Excerpted records START

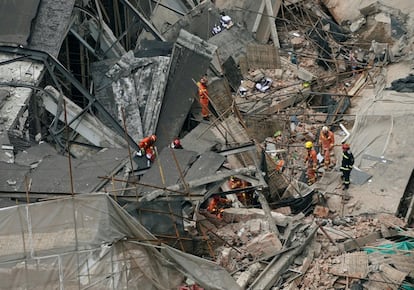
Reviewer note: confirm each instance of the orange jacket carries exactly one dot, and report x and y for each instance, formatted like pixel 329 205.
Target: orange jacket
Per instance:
pixel 327 141
pixel 311 159
pixel 146 143
pixel 202 90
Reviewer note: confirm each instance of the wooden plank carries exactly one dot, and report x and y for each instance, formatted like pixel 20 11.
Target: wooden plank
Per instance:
pixel 353 244
pixel 353 265
pixel 263 56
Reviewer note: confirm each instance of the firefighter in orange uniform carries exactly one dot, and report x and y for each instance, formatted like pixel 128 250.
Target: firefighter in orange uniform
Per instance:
pixel 204 98
pixel 311 163
pixel 326 143
pixel 217 205
pixel 146 145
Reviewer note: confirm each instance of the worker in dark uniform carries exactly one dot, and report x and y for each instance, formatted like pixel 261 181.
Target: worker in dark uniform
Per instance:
pixel 347 164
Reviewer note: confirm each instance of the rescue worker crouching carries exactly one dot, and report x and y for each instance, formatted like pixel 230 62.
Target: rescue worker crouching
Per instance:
pixel 203 97
pixel 346 165
pixel 326 143
pixel 311 161
pixel 146 145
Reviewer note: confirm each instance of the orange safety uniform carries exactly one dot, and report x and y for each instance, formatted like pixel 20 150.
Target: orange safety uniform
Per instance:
pixel 312 164
pixel 243 197
pixel 147 142
pixel 216 205
pixel 327 142
pixel 204 101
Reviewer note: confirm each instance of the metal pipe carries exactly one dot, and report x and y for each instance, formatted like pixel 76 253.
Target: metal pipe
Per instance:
pixel 347 134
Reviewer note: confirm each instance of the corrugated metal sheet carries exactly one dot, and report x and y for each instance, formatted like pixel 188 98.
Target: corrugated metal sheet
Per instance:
pixel 16 20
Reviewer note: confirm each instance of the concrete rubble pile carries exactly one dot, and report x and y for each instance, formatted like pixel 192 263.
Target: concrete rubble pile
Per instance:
pixel 224 201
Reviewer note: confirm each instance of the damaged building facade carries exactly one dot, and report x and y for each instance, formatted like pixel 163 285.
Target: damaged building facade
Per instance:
pixel 83 82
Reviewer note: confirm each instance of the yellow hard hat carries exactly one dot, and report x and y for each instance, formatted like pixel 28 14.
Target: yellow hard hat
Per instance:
pixel 308 145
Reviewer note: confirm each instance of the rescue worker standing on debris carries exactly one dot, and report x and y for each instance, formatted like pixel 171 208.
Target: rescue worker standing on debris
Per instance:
pixel 176 144
pixel 347 164
pixel 326 143
pixel 311 162
pixel 204 98
pixel 146 145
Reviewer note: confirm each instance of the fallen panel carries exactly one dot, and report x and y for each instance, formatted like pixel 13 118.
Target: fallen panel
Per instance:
pixel 12 176
pixel 138 85
pixel 165 171
pixel 79 242
pixel 16 20
pixel 35 154
pixel 206 273
pixel 159 217
pixel 231 43
pixel 53 175
pixel 206 164
pixel 263 57
pixel 353 265
pixel 191 60
pixel 91 128
pixel 51 24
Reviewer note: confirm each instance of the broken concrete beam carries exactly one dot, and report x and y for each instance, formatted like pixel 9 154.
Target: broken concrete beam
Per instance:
pixel 321 211
pixel 279 264
pixel 370 9
pixel 199 182
pixel 354 244
pixel 264 245
pixel 305 75
pixel 88 126
pixel 245 277
pixel 234 215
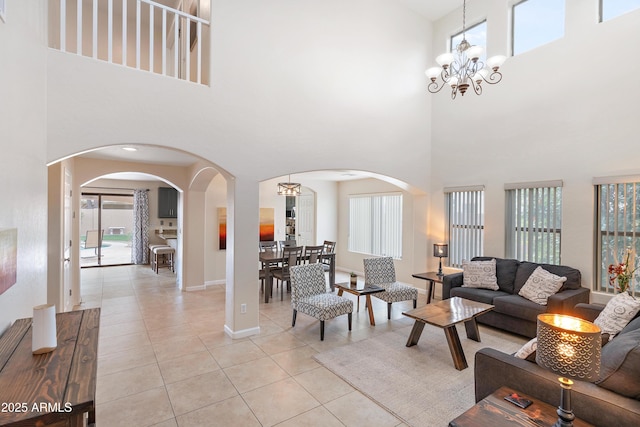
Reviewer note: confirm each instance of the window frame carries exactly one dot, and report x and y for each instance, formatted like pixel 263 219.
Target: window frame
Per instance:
pixel 377 227
pixel 525 220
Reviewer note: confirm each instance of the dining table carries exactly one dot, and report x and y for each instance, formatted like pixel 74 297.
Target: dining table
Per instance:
pixel 270 260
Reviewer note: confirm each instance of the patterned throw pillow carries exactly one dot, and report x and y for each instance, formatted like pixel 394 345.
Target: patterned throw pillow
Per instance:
pixel 479 274
pixel 617 313
pixel 541 285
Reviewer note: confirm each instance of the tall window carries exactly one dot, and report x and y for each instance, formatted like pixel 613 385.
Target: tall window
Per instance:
pixel 613 8
pixel 533 221
pixel 476 36
pixel 536 22
pixel 618 227
pixel 465 223
pixel 375 224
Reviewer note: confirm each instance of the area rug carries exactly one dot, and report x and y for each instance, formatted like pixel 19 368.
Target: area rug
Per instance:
pixel 418 384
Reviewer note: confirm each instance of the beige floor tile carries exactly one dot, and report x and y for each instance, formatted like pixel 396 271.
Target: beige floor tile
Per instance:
pixel 198 392
pixel 131 381
pixel 188 366
pixel 237 353
pixel 127 359
pixel 230 412
pixel 143 409
pixel 277 343
pixel 356 410
pixel 317 417
pixel 254 374
pixel 120 343
pixel 279 401
pixel 178 347
pixel 297 360
pixel 323 384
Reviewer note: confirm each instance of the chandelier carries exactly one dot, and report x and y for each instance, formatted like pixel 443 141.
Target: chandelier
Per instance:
pixel 464 69
pixel 289 188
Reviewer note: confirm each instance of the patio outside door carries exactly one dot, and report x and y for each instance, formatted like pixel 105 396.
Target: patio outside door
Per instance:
pixel 106 224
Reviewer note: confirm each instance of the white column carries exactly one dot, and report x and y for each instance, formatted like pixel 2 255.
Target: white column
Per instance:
pixel 242 284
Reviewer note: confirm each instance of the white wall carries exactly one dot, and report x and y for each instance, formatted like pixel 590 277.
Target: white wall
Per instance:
pixel 563 111
pixel 22 164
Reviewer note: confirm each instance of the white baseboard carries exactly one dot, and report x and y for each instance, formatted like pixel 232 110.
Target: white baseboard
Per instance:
pixel 241 334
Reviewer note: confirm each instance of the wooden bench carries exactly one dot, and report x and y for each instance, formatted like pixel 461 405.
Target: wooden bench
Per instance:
pixel 51 389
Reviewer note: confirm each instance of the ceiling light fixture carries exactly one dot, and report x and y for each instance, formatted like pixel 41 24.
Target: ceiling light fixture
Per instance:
pixel 289 188
pixel 464 69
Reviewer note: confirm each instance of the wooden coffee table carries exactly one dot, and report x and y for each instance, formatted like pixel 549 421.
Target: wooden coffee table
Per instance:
pixel 446 314
pixel 358 291
pixel 494 411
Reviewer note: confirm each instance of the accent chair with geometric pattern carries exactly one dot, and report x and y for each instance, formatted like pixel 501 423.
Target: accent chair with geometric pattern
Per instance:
pixel 381 272
pixel 309 296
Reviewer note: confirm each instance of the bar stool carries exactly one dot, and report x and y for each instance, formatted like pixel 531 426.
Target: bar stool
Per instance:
pixel 152 257
pixel 166 252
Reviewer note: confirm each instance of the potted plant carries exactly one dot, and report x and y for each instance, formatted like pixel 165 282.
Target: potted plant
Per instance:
pixel 354 279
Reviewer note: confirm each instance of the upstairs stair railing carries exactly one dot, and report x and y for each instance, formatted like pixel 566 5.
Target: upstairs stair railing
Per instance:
pixel 159 47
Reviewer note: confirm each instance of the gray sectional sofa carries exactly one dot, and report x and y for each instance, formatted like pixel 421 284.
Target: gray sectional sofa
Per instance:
pixel 513 312
pixel 612 401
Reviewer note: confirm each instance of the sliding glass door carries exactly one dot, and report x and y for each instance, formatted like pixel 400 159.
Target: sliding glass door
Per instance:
pixel 106 222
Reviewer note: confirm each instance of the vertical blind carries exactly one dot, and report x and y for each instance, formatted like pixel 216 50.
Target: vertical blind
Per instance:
pixel 465 223
pixel 618 229
pixel 375 224
pixel 533 221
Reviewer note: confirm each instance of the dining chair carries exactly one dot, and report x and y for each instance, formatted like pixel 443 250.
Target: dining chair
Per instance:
pixel 382 273
pixel 313 254
pixel 265 246
pixel 329 247
pixel 309 296
pixel 291 256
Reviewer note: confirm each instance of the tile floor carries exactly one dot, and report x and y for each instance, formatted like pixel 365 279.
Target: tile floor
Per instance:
pixel 164 359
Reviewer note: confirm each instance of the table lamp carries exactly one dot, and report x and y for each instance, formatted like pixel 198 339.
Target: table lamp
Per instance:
pixel 440 250
pixel 568 346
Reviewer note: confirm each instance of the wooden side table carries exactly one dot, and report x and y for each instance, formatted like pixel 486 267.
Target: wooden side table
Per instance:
pixel 432 278
pixel 494 411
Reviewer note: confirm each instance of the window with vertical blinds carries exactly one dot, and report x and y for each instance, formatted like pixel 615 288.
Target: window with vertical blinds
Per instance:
pixel 375 224
pixel 617 228
pixel 533 221
pixel 465 223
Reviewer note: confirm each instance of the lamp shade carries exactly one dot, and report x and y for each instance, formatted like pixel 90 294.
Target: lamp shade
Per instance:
pixel 569 346
pixel 440 250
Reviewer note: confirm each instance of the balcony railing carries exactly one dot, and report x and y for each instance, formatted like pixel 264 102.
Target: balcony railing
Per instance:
pixel 140 34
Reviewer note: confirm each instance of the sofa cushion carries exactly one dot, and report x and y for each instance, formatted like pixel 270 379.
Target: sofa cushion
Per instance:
pixel 541 285
pixel 525 269
pixel 505 271
pixel 617 314
pixel 479 274
pixel 519 307
pixel 620 365
pixel 480 295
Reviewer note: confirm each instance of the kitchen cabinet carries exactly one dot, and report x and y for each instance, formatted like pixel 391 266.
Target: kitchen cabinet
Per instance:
pixel 167 202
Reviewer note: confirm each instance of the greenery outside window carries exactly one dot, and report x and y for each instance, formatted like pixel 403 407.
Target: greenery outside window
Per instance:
pixel 375 224
pixel 533 221
pixel 617 227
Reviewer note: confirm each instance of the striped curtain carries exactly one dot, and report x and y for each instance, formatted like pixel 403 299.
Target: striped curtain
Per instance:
pixel 375 224
pixel 140 235
pixel 465 223
pixel 534 221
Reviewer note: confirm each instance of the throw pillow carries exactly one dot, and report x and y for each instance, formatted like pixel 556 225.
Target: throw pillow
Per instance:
pixel 620 365
pixel 479 274
pixel 617 313
pixel 527 350
pixel 541 285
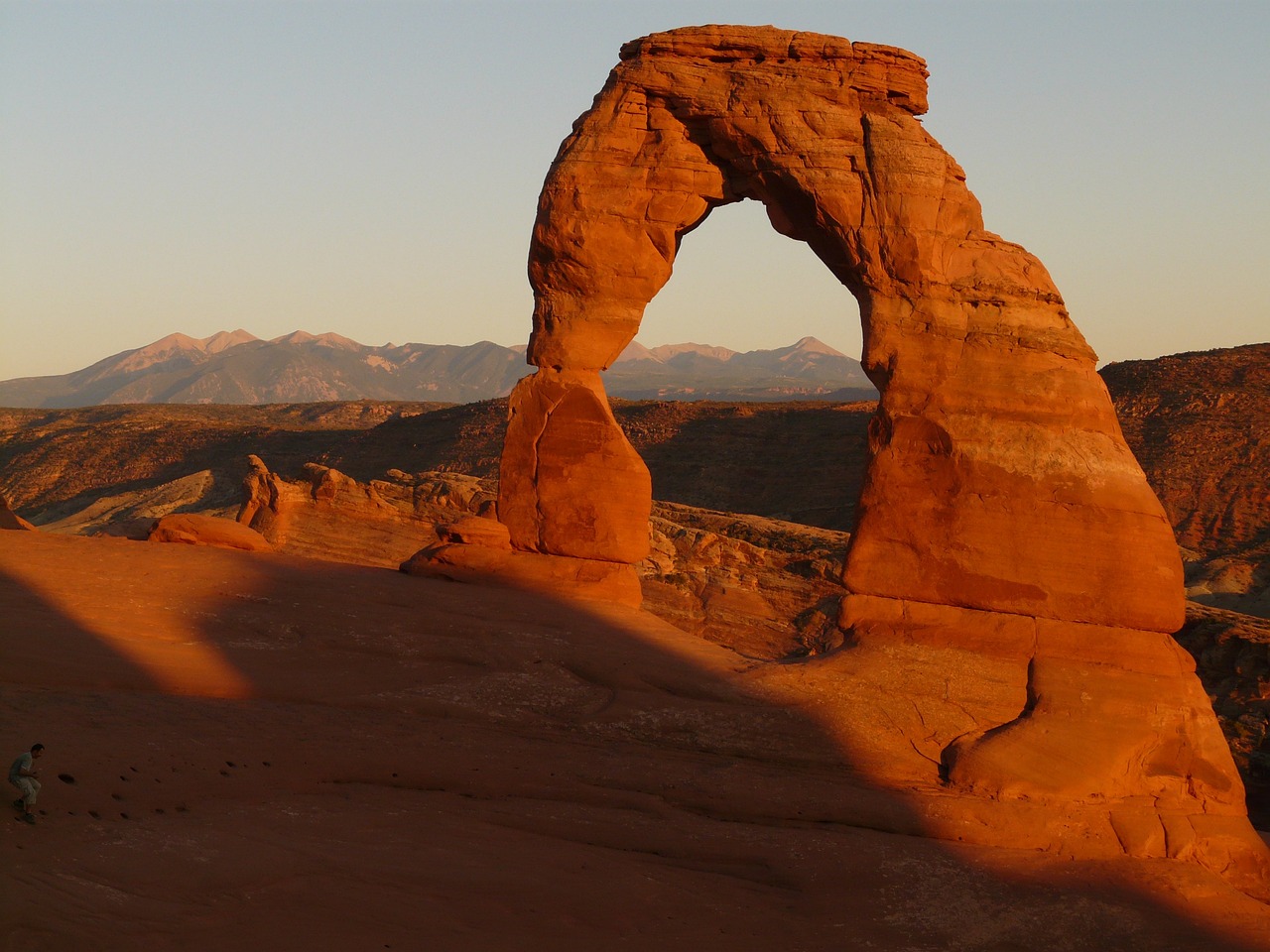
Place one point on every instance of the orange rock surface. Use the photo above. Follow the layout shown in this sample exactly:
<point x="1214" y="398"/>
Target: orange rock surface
<point x="194" y="530"/>
<point x="9" y="520"/>
<point x="324" y="756"/>
<point x="1007" y="543"/>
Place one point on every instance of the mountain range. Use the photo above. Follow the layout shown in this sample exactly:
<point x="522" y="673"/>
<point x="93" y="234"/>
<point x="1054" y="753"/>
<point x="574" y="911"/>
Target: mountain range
<point x="236" y="367"/>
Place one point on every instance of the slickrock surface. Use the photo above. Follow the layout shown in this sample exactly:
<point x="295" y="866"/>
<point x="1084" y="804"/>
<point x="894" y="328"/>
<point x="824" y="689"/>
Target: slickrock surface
<point x="1011" y="575"/>
<point x="326" y="515"/>
<point x="9" y="520"/>
<point x="317" y="756"/>
<point x="975" y="497"/>
<point x="1201" y="426"/>
<point x="194" y="530"/>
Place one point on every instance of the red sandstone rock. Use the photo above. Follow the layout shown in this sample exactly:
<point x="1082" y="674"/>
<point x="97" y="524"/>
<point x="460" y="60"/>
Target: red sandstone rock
<point x="589" y="579"/>
<point x="9" y="520"/>
<point x="197" y="530"/>
<point x="1014" y="576"/>
<point x="330" y="516"/>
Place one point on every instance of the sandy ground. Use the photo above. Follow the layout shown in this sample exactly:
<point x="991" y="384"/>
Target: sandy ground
<point x="275" y="753"/>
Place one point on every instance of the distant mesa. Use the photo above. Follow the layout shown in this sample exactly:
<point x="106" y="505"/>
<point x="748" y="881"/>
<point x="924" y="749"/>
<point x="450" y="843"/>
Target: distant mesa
<point x="236" y="367"/>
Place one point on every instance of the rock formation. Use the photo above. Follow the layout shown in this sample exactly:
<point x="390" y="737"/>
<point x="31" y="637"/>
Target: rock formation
<point x="9" y="520"/>
<point x="194" y="530"/>
<point x="326" y="515"/>
<point x="1201" y="426"/>
<point x="1012" y="579"/>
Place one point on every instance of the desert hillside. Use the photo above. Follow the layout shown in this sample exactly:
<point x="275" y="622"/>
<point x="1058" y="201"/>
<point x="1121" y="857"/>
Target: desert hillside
<point x="1201" y="426"/>
<point x="1198" y="422"/>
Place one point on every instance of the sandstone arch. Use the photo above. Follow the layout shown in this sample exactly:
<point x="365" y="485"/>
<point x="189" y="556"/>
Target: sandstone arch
<point x="1007" y="546"/>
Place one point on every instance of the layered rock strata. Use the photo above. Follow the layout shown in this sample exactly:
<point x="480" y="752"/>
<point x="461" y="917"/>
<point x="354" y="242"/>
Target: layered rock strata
<point x="326" y="515"/>
<point x="1007" y="544"/>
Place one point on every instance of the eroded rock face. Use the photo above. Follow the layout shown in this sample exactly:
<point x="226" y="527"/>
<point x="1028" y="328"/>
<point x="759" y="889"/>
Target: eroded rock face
<point x="1007" y="546"/>
<point x="9" y="520"/>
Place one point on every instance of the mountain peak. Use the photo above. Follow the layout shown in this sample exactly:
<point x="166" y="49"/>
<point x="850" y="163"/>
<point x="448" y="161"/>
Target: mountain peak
<point x="225" y="339"/>
<point x="303" y="336"/>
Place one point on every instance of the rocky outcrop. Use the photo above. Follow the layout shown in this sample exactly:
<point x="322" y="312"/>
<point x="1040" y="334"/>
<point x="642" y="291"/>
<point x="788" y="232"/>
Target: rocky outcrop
<point x="763" y="588"/>
<point x="1007" y="543"/>
<point x="325" y="515"/>
<point x="194" y="530"/>
<point x="1201" y="426"/>
<point x="1232" y="657"/>
<point x="9" y="520"/>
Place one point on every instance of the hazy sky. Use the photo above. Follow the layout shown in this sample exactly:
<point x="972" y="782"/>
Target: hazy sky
<point x="372" y="168"/>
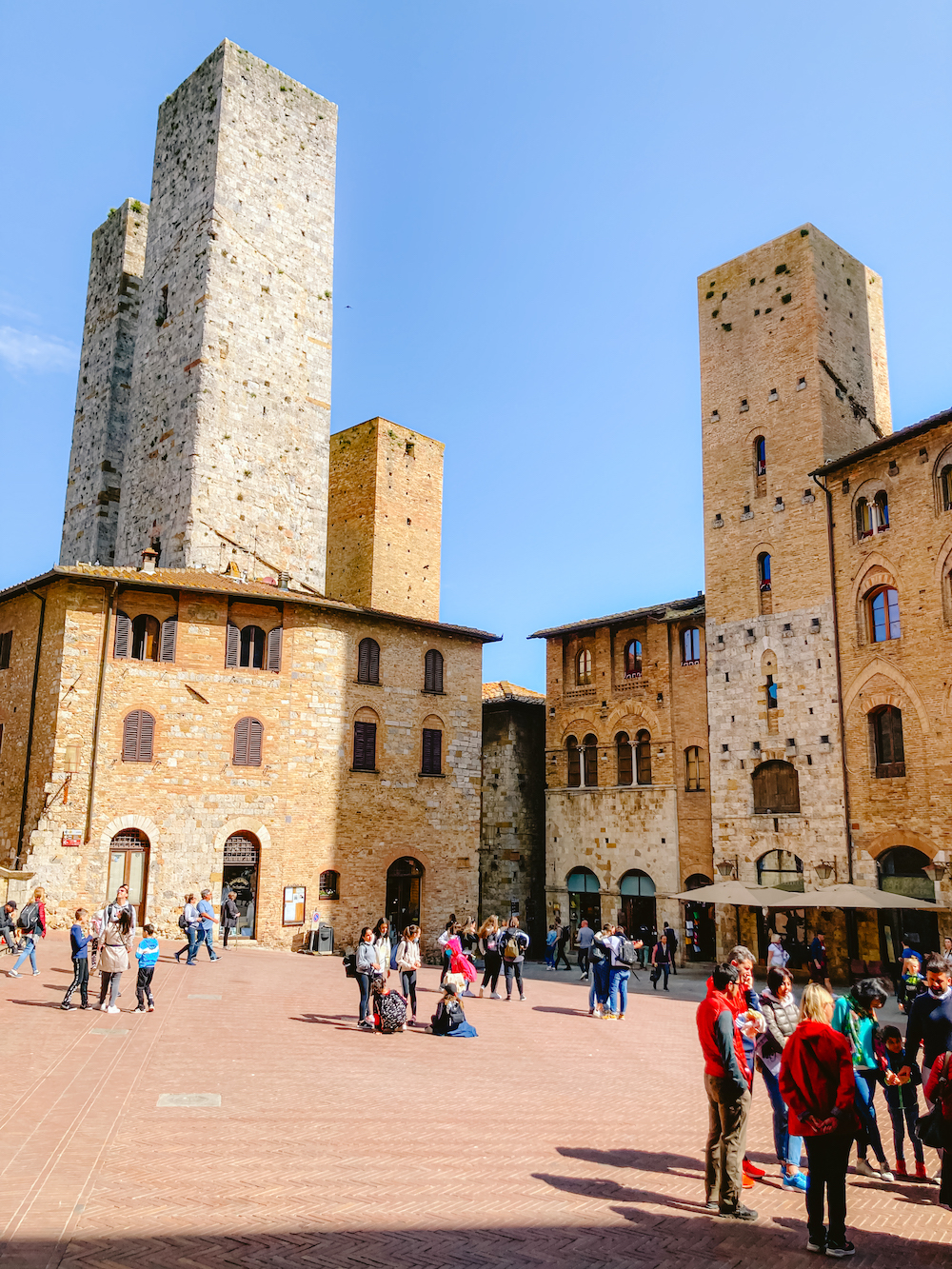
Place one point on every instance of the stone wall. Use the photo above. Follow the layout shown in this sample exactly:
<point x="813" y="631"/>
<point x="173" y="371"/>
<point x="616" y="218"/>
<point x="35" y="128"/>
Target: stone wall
<point x="101" y="423"/>
<point x="228" y="420"/>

Excerpted records END

Report back every line of the entries in which "table" occurs.

Reviewer note: confirm each instance of the dining table carries exactly one dot, and report x and y for each instance, formatted like pixel 74 297.
Target: dining table
Reviewer note: confirm each instance of the wooden coffee table carries exactly one dot, and report x and y for each instance, formatted like pixel 549 421.
Target: wooden coffee table
Reviewer note: confirm each instance of the table lamp carries exactly one dot, and report x and y for each instance, formatted like pixel 198 339.
Target: table lamp
Reviewer note: confirm each instance of the wooden side table carries exactly one dot, and report x and y for each instance, formatted like pixel 486 267.
Target: wooden side table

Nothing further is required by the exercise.